The way out is through it;

Letting my mind flee away from my own control is the truest form of liberation I can conceive of on any intellectual or spiritual level, the vast land of opportunities, it can reach anything, especially that which I cannot even envision, surpassing my egoistic desires and most basic imaginative wishes, hence my mediocrity.

Marry your own soul, let go of the mistresses that are the excess nonsensical thoughts and emotions, they pass by like clouds blocking your view of what is eternally there, the stars.

Individualism is a gift but it could also be a burden — the statement in the first paragraph is the only release from this burden I could think of, the advice of “accept yourself” is incomplete and vain, I’m also quite certain that that statement is and could be a scientific psychological fact or a spiritual revelation offered by some guru on some high mountain in Nepal.
::::::::
**Required action A**:
Retype everything in the piece on liberation from "Marry your own" down to "there, the stars.", keeping every character unchanged.
**Required action B**:
In the piece on liberation, what are the mistresses that one should let go of?

**Provided data**:
::::::::
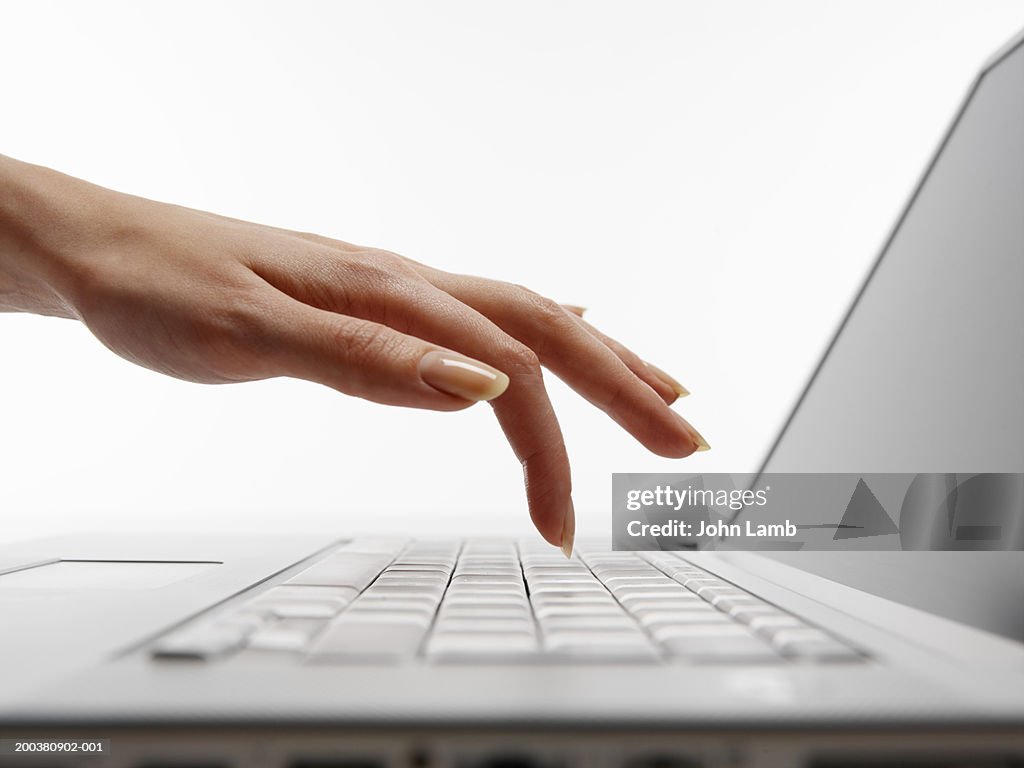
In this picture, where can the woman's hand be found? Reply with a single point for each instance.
::::::::
**Result A**:
Marry your own soul, let go of the mistresses that are the excess nonsensical thoughts and emotions, they pass by like clouds blocking your view of what is eternally there, the stars.

**Result B**:
The excess nonsensical thoughts and emotions.